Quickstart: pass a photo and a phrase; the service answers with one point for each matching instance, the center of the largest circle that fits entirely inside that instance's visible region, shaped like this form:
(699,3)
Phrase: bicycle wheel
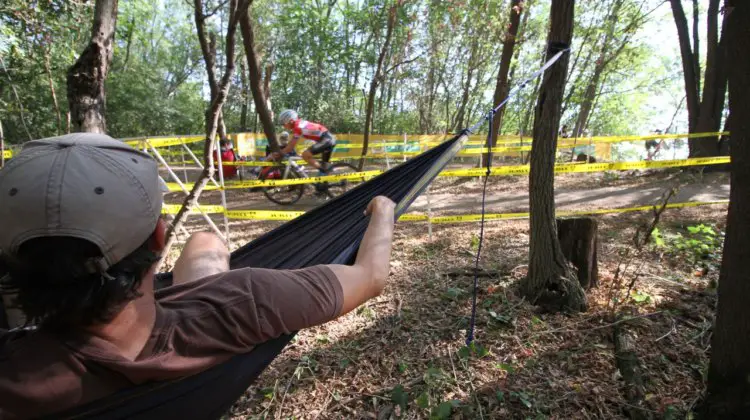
(336,188)
(283,194)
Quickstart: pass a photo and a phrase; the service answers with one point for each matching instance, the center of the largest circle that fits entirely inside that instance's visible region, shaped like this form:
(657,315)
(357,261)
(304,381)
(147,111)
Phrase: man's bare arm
(205,254)
(366,278)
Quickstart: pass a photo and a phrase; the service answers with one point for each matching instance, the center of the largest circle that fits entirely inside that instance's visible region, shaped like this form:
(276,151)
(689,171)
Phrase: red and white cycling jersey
(308,129)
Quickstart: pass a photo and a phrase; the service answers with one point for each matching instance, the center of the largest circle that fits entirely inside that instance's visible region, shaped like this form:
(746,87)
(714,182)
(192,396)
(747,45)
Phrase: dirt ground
(403,355)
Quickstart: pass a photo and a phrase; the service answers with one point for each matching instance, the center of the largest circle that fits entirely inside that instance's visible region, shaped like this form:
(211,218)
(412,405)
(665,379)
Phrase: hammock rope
(488,118)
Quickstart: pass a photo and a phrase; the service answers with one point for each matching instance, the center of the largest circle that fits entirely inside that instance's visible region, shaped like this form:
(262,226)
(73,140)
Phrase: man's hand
(381,205)
(367,277)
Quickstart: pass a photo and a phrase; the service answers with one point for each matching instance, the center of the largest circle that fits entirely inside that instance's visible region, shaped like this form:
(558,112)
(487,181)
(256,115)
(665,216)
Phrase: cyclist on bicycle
(324,140)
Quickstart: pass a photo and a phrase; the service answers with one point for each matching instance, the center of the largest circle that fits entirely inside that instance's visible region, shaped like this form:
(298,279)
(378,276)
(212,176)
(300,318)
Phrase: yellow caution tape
(354,176)
(512,170)
(565,213)
(263,214)
(174,208)
(164,141)
(589,167)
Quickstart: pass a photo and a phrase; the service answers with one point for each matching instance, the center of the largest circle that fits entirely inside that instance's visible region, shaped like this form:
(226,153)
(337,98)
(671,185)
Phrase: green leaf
(464,352)
(423,401)
(453,293)
(505,319)
(443,410)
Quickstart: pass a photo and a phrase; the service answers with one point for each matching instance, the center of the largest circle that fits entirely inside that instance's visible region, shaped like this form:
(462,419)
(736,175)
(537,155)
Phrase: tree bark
(267,87)
(704,113)
(501,87)
(688,63)
(714,88)
(630,367)
(550,282)
(579,243)
(605,57)
(254,79)
(52,90)
(86,94)
(728,385)
(376,78)
(245,94)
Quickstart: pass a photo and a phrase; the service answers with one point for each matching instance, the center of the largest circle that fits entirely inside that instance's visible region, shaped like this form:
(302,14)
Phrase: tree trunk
(696,42)
(579,243)
(550,282)
(86,95)
(52,91)
(374,83)
(688,63)
(267,88)
(605,57)
(245,94)
(254,79)
(704,113)
(728,385)
(219,92)
(501,87)
(714,88)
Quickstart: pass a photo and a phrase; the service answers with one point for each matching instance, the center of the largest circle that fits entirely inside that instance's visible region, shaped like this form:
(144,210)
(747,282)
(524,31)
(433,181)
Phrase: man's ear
(158,239)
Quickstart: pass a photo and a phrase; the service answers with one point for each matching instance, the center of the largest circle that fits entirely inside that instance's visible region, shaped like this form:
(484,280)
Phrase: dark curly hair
(57,286)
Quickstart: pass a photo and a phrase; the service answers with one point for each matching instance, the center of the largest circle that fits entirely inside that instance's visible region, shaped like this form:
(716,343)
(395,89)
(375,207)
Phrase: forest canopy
(439,70)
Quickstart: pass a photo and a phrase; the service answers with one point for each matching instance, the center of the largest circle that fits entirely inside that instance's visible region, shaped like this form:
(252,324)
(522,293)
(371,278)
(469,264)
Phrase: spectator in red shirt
(227,155)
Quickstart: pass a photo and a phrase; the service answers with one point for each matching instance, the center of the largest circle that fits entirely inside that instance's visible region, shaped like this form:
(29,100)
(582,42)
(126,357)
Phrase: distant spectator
(227,155)
(564,133)
(653,145)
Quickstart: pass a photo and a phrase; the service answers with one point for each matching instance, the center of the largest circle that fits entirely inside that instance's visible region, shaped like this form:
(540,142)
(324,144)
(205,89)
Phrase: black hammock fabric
(329,234)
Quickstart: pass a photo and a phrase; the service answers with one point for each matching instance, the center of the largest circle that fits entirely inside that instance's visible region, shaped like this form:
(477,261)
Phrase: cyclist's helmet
(287,115)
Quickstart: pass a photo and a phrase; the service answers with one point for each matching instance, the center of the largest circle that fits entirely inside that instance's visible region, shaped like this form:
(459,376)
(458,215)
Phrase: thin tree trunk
(86,94)
(131,30)
(728,394)
(696,43)
(245,94)
(550,283)
(376,78)
(267,87)
(254,78)
(52,91)
(714,88)
(219,93)
(502,87)
(688,64)
(605,57)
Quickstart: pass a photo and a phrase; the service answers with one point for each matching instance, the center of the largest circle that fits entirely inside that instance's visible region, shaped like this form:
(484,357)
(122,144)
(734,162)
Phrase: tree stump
(578,239)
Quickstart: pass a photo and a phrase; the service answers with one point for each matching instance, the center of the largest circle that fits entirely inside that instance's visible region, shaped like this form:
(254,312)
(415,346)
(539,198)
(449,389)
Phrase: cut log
(579,242)
(631,371)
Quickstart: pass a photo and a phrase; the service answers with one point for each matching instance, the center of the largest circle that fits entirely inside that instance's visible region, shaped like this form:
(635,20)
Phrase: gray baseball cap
(83,185)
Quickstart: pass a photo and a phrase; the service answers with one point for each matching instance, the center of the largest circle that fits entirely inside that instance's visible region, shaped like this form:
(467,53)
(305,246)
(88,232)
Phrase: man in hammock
(80,233)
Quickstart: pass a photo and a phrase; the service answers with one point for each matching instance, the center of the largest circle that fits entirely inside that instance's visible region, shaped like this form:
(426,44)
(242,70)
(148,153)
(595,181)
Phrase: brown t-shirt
(198,325)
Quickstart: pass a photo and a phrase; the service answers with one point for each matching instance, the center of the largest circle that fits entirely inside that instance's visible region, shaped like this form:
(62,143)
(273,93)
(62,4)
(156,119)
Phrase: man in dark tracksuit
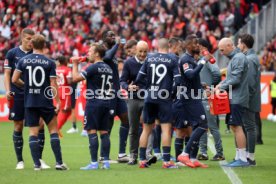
(246,43)
(210,75)
(237,80)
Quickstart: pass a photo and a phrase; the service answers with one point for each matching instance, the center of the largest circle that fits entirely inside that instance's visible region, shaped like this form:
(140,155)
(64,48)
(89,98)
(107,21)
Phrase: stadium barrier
(266,101)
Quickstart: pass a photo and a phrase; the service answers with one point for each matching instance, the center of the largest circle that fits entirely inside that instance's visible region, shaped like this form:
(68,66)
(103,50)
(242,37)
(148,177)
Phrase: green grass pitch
(76,154)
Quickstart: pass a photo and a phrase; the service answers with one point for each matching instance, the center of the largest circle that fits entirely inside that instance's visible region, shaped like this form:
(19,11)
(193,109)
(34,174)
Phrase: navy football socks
(123,133)
(194,139)
(41,142)
(157,139)
(18,145)
(166,153)
(178,145)
(105,144)
(93,147)
(34,146)
(55,144)
(143,153)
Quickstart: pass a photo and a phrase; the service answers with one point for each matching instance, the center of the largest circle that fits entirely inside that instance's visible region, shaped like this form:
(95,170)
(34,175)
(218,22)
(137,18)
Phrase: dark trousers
(258,128)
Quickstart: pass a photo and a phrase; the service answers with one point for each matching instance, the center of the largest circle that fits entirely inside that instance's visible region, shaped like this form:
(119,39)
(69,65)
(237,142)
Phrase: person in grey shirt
(236,83)
(135,100)
(210,76)
(245,43)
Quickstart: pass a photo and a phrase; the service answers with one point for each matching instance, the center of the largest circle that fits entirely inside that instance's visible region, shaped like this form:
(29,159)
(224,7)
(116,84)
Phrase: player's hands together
(75,59)
(9,95)
(118,39)
(57,107)
(217,90)
(132,87)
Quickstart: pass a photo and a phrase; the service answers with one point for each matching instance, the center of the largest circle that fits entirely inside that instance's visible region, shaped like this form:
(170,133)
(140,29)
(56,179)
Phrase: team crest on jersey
(6,62)
(12,115)
(186,66)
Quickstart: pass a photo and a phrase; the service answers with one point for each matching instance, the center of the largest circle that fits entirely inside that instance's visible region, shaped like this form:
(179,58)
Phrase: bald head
(226,46)
(163,44)
(142,50)
(142,44)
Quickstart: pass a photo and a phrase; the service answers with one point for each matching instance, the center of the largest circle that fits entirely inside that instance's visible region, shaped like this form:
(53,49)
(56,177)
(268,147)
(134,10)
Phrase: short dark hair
(28,31)
(99,48)
(205,43)
(190,38)
(61,60)
(38,41)
(130,44)
(247,39)
(174,40)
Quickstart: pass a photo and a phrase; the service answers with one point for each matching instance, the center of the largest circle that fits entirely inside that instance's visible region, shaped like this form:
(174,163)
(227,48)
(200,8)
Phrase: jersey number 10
(159,73)
(32,75)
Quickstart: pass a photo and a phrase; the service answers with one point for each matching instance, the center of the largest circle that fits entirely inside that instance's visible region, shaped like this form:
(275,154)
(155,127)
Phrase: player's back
(186,63)
(99,80)
(12,58)
(160,69)
(37,71)
(63,73)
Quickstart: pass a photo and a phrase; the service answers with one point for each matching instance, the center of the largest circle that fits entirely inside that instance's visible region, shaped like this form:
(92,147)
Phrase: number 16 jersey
(37,71)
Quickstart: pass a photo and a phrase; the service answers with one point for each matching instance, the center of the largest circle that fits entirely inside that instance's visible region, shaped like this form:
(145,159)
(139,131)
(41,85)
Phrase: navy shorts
(118,106)
(236,115)
(153,111)
(179,119)
(33,114)
(17,111)
(194,113)
(97,117)
(73,98)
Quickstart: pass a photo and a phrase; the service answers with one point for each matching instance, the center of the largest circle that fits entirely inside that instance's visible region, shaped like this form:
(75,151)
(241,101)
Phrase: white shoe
(180,164)
(37,168)
(20,165)
(158,156)
(84,133)
(62,167)
(72,130)
(44,165)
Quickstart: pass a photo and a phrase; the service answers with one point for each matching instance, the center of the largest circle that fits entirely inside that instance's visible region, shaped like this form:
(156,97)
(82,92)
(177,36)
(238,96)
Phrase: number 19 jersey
(161,71)
(37,71)
(99,80)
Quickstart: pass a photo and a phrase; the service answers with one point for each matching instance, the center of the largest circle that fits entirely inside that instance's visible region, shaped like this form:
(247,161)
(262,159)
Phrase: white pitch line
(233,177)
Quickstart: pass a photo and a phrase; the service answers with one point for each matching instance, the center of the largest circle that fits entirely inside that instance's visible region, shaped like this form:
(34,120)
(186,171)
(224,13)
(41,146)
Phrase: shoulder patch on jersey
(185,66)
(6,62)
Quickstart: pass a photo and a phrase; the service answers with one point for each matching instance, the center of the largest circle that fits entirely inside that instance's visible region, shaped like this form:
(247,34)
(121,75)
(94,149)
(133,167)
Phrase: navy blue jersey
(130,71)
(161,71)
(37,71)
(112,62)
(99,81)
(190,77)
(12,58)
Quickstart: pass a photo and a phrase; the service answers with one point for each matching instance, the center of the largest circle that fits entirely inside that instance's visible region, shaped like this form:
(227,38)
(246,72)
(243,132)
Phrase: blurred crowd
(71,25)
(268,56)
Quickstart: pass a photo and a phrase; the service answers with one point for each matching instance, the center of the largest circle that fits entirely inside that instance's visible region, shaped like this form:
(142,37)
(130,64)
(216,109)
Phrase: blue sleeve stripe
(83,75)
(142,73)
(187,70)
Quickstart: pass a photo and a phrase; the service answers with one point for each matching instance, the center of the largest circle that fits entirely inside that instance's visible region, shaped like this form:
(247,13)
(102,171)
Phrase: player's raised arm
(7,75)
(142,73)
(53,83)
(77,77)
(16,76)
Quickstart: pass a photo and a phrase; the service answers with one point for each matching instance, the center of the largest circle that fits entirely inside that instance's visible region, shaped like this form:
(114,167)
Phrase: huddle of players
(159,71)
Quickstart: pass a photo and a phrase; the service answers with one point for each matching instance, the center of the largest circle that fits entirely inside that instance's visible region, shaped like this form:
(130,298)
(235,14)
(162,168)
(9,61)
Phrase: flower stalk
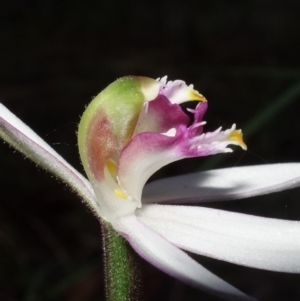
(122,277)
○ ○ ○ ○ ○
**WHAT TO DO**. List every line in the items above that contains the word "jersey", copying each such line in full.

**ANSWER TO THE EXERCISE**.
Phrase: red and white cycling jersey
Phrase: team crest on jersey
Phrase: jersey number 10
Phrase: number 16 jersey
Phrase: number 19 jersey
Phrase: shoulder patch on jersey
Phrase: navy blue jersey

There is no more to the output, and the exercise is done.